**SUPPLIED TEXT:**

In the TV series Dexter, the main character – a forensics specialist by day and a serial killer by night – hunts down murderers who have slipped through the cracks of the justice system. The show aired for almost a decade garnering millions of fans who were fascinated by dark comedy plots, the carnage and ambiguous morals. How can some people actually like a serial killer? What about a meth dealer like Walter White from Breaking Bad or Tony Soprano, the gangster from HBO’s The Sopranos? According to research made by Mina Tsay-Vogel and colleagues at Boston University’s College of Communication (COM) what makes us like these anti-heroes is directly related to how we feel about ourselves.
Walter White, a chemistry teacher goes breaking bad after he’s diagnosed with cancer. Image: CNBC
Tsay-Vogel made several studies which investigated character motivation, plot outcome and the engagement between audiences and characters from popular TV shows. For instance, a study published in 2013 tested how character motivation influences how we feel about the character. Participants were split into two groups and asked to read different versions of a story in which the main character commits something that seems negative (dishonorable, bad, etc.). In one version, the story suggests the character’s reasons are selfish while in the other version the negative actions are motivated by altruism, a positive property.

**WORK ORDER:**
Write the next part of the article on why viewers like TV anti-heroes, continuing from its final sentence.

**THE DATA:**
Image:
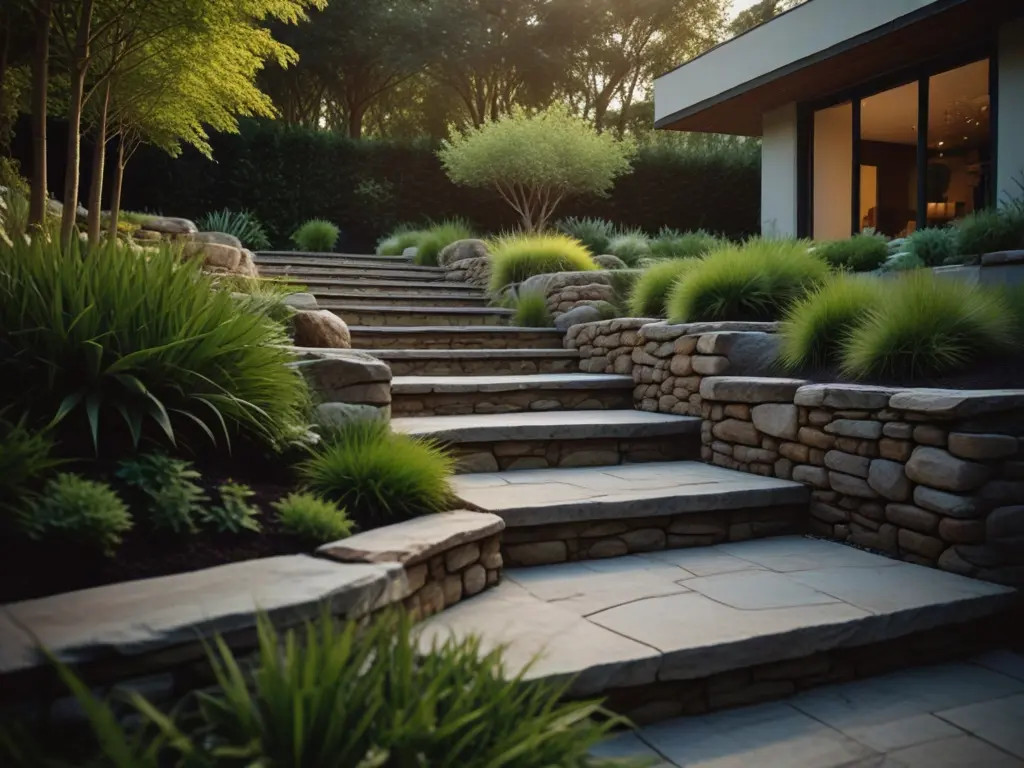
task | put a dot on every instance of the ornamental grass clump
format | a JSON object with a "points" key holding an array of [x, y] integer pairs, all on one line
{"points": [[817, 326], [519, 256], [113, 348], [651, 290], [929, 326], [378, 476], [755, 282]]}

**TASK RESULT:**
If the negative character was motivated by altruistic reasons, we’re more inclined to see that character in a positive light after all. For instance, Walter White turned to cooking and selling crystal meth, but he did it because he was diagnosed with cancer and wanted to leave some cash to his family after he passed. That makes W.W. an empathetic character — sometimes, at least in our heads, we’d be willing to do anything for our families.